Task :: Find the line with "positive clicks: (187, 659) (726, 462)" in the records below. Copy it and every line after it, up to and including the line with "rough mask: <svg".
═══ Record excerpts
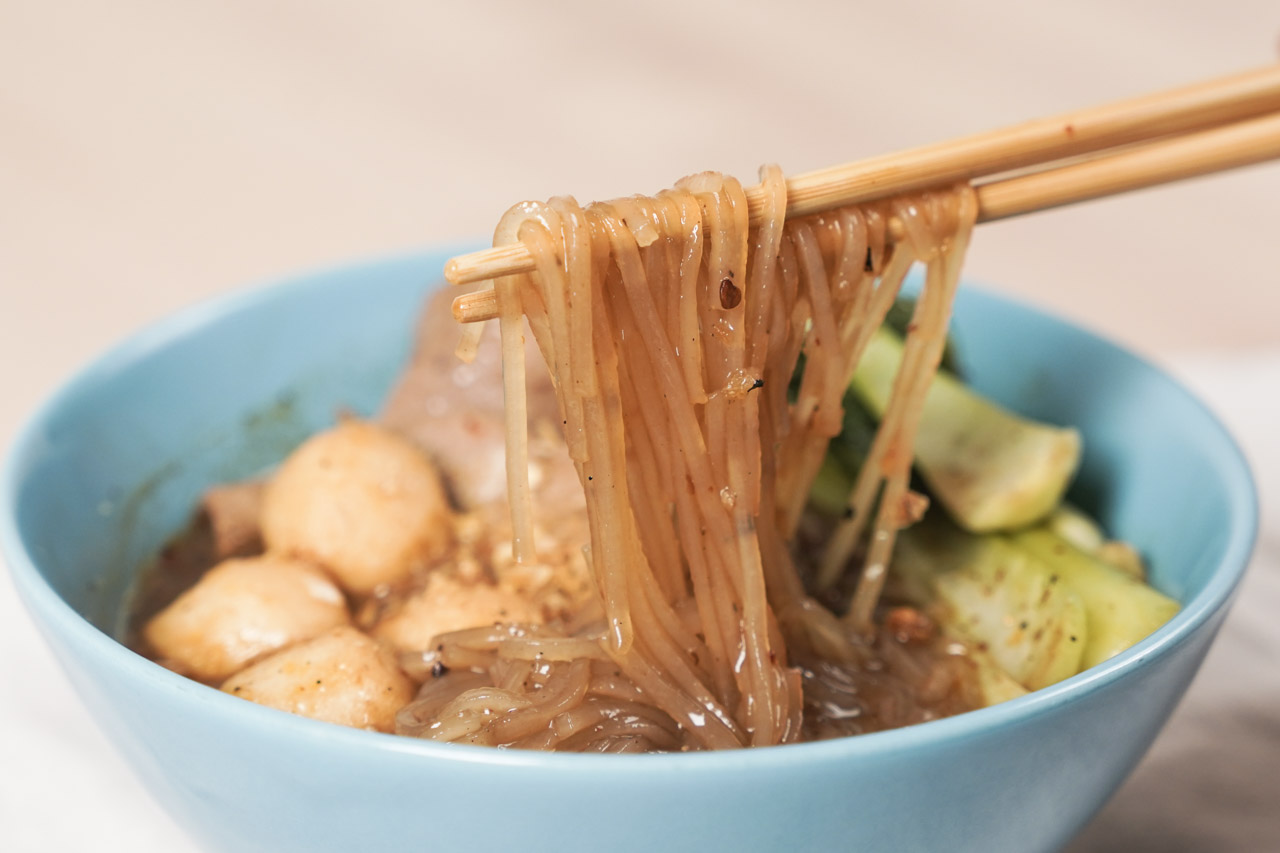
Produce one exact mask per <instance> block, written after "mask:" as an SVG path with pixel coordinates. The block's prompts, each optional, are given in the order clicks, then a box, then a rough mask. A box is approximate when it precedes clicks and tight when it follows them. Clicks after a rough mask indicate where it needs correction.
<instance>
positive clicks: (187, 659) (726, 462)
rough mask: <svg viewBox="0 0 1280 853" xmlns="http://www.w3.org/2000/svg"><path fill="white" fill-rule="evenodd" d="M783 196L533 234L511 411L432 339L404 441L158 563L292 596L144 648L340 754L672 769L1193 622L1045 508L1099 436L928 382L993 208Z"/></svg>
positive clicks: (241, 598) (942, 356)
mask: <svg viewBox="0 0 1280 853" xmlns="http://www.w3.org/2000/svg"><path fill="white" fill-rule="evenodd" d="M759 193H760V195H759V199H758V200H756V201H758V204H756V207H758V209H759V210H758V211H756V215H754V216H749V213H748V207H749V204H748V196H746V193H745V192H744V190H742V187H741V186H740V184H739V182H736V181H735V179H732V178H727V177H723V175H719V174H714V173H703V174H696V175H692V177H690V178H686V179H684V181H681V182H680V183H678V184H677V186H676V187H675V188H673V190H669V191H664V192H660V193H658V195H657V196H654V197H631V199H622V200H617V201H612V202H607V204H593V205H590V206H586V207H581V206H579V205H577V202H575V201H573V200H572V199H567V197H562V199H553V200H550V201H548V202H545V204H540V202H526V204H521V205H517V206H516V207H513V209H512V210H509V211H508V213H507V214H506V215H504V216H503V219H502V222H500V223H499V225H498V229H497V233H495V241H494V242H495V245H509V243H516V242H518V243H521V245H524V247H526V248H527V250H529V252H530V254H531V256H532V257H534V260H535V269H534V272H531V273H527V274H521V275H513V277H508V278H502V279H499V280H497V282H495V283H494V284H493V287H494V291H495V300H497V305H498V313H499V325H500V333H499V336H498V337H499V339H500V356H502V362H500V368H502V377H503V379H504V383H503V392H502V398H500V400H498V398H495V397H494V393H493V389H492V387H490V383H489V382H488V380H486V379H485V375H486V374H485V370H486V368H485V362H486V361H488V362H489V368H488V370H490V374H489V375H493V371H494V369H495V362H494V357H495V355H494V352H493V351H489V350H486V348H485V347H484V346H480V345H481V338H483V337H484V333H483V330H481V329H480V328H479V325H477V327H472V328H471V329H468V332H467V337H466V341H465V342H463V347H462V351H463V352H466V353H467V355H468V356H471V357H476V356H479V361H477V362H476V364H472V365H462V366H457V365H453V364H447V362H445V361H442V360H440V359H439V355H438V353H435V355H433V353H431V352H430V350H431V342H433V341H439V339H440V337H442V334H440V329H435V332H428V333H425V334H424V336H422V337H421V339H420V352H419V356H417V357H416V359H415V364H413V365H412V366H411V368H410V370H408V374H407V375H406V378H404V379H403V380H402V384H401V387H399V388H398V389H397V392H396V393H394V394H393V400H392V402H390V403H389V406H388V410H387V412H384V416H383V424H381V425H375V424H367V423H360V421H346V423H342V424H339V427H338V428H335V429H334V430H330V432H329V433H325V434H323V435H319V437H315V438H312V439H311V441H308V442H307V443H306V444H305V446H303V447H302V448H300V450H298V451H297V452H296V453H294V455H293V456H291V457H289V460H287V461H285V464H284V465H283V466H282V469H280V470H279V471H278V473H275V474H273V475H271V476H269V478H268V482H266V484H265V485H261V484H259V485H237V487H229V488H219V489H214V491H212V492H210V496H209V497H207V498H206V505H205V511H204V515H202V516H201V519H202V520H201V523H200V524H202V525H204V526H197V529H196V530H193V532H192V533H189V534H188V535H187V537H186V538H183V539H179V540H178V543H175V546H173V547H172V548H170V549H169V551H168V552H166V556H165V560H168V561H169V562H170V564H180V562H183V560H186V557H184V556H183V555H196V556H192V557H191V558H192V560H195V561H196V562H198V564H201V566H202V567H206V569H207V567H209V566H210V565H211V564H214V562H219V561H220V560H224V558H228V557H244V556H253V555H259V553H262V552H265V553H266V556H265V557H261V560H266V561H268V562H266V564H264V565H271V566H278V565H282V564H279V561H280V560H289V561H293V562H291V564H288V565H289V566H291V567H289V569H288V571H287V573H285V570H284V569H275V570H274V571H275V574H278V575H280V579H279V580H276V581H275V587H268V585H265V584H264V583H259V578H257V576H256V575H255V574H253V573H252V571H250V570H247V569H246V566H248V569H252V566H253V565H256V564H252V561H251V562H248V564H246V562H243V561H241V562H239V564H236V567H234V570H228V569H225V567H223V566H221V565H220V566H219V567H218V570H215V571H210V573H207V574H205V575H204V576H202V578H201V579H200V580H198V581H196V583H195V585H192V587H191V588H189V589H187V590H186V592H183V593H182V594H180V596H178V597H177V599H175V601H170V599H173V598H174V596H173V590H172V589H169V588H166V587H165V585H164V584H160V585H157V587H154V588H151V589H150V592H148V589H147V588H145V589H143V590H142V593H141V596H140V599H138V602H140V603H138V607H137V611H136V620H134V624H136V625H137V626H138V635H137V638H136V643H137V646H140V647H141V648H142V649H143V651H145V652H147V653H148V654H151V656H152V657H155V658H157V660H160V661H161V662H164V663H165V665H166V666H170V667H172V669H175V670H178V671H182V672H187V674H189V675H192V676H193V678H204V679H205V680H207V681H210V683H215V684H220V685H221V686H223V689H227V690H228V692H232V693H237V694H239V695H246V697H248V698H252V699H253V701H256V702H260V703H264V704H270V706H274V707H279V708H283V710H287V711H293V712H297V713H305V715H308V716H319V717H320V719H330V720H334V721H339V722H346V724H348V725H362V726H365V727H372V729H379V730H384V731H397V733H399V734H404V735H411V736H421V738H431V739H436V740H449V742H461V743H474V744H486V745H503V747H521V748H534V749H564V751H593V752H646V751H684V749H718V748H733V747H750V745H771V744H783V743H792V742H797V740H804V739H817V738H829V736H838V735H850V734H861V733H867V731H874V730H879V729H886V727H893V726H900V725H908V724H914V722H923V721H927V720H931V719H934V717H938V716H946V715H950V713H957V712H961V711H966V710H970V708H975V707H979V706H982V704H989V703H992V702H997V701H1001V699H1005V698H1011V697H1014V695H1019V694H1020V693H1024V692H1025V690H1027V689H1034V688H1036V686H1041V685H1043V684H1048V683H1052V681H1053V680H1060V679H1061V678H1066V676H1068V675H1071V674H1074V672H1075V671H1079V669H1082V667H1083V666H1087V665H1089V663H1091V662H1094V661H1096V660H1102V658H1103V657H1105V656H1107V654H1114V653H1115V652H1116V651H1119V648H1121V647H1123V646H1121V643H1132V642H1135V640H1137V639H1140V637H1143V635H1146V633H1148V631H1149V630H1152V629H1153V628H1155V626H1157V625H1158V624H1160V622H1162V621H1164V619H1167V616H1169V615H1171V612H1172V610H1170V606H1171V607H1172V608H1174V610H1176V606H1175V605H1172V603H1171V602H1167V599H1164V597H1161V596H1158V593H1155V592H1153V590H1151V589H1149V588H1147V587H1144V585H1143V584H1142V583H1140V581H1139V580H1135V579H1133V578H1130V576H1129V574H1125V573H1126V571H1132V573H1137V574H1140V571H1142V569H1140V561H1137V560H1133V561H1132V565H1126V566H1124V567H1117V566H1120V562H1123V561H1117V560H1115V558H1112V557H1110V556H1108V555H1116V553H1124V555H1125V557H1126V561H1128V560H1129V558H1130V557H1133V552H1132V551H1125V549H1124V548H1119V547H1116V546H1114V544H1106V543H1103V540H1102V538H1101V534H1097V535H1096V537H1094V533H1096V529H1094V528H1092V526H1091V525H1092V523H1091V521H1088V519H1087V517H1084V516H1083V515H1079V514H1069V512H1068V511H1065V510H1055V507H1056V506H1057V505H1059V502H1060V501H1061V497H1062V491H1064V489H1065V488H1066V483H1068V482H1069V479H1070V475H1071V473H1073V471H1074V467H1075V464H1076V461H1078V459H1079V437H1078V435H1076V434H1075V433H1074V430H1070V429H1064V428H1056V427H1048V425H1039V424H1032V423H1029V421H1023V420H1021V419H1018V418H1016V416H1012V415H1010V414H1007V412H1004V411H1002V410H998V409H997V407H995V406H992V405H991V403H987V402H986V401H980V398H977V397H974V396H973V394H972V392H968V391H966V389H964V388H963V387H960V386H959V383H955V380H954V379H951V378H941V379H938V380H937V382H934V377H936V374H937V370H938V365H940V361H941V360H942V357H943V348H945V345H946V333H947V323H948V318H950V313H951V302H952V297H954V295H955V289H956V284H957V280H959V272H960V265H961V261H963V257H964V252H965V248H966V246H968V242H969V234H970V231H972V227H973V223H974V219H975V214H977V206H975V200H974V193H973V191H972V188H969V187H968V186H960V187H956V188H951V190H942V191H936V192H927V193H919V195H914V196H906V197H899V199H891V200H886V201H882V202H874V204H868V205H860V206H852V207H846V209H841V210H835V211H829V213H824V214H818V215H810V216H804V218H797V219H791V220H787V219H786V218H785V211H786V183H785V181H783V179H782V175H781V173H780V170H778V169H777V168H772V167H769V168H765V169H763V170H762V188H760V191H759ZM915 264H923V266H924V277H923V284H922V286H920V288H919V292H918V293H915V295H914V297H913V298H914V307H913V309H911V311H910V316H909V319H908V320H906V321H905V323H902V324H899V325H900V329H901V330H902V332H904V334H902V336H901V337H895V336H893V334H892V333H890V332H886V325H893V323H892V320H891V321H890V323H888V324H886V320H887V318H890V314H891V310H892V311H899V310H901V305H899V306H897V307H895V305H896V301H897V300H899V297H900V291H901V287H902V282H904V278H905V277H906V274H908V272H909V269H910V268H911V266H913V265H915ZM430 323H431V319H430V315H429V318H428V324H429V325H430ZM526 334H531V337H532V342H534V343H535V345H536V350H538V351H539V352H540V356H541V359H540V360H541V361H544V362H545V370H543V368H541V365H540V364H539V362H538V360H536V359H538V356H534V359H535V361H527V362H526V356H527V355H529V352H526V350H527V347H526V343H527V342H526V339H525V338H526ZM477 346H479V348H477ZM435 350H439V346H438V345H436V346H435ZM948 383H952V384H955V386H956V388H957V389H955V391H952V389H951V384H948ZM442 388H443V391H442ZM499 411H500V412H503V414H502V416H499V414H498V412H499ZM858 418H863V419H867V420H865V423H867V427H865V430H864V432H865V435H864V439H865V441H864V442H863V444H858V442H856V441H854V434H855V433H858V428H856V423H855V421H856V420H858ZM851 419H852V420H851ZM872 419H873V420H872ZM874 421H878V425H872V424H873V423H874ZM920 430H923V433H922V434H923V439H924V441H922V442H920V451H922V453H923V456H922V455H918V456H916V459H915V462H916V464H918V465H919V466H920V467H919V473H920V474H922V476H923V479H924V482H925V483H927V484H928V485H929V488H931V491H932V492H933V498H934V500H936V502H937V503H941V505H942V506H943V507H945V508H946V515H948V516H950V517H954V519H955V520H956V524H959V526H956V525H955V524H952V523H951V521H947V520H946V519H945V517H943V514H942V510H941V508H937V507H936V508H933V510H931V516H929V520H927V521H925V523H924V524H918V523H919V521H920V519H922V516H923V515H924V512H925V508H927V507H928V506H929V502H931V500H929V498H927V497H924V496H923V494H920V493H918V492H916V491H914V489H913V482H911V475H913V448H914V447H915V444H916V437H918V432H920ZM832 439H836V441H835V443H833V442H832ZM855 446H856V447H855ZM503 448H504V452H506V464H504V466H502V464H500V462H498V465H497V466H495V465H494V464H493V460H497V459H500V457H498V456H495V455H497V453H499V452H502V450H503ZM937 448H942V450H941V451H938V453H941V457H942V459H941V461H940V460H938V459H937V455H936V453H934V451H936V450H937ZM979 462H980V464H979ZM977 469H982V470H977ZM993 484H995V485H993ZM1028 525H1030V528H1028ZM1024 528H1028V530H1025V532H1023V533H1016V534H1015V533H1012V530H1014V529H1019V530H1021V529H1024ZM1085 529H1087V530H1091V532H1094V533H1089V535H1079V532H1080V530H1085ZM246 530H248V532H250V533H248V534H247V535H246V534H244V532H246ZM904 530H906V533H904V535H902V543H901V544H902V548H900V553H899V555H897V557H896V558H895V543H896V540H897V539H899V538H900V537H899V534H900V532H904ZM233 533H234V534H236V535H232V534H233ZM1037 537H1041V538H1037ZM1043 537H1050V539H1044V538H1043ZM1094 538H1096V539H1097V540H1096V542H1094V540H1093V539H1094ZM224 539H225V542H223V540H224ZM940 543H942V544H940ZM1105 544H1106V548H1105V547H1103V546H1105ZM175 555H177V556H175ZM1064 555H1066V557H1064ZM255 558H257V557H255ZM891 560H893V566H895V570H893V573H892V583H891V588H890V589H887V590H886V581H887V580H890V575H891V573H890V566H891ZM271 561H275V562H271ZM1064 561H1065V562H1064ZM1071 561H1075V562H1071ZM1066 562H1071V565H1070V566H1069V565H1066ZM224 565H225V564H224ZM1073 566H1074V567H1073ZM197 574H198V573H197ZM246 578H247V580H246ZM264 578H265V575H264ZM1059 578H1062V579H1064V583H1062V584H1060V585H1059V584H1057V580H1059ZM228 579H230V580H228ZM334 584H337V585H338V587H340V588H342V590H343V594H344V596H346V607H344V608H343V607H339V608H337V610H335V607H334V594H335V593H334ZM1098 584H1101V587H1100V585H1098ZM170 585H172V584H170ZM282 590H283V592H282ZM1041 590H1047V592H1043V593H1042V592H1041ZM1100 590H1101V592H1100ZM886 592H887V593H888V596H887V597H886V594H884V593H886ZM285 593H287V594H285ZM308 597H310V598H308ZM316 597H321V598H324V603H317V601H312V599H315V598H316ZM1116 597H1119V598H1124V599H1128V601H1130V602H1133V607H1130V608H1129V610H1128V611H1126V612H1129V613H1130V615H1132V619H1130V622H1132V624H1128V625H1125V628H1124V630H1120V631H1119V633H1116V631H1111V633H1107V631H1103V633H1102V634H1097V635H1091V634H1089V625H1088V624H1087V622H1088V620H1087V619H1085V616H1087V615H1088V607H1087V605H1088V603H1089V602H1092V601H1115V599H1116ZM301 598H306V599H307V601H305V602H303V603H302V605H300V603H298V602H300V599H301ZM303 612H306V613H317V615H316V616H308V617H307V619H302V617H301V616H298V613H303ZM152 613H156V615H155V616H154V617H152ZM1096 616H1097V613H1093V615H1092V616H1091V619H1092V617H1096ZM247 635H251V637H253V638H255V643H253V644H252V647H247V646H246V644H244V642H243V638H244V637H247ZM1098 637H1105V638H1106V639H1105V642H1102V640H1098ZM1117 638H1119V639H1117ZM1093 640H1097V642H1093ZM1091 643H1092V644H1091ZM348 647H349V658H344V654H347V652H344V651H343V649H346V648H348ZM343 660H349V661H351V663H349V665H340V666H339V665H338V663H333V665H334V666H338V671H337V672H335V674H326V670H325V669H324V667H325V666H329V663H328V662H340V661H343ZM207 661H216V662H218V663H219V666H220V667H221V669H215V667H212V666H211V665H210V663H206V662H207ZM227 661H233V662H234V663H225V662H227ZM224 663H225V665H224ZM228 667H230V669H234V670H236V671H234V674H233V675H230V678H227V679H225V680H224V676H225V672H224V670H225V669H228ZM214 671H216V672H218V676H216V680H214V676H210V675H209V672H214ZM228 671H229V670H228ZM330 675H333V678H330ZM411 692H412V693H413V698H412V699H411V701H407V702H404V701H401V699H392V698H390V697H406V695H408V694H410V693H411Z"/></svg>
══════
Response to this exercise ::
positive clicks: (187, 659) (726, 462)
rough mask: <svg viewBox="0 0 1280 853" xmlns="http://www.w3.org/2000/svg"><path fill="white" fill-rule="evenodd" d="M783 196L533 234L511 411L432 339L404 441L158 563L292 596L144 648L340 754L672 769L1193 622L1045 508L1099 436L928 382L993 208Z"/></svg>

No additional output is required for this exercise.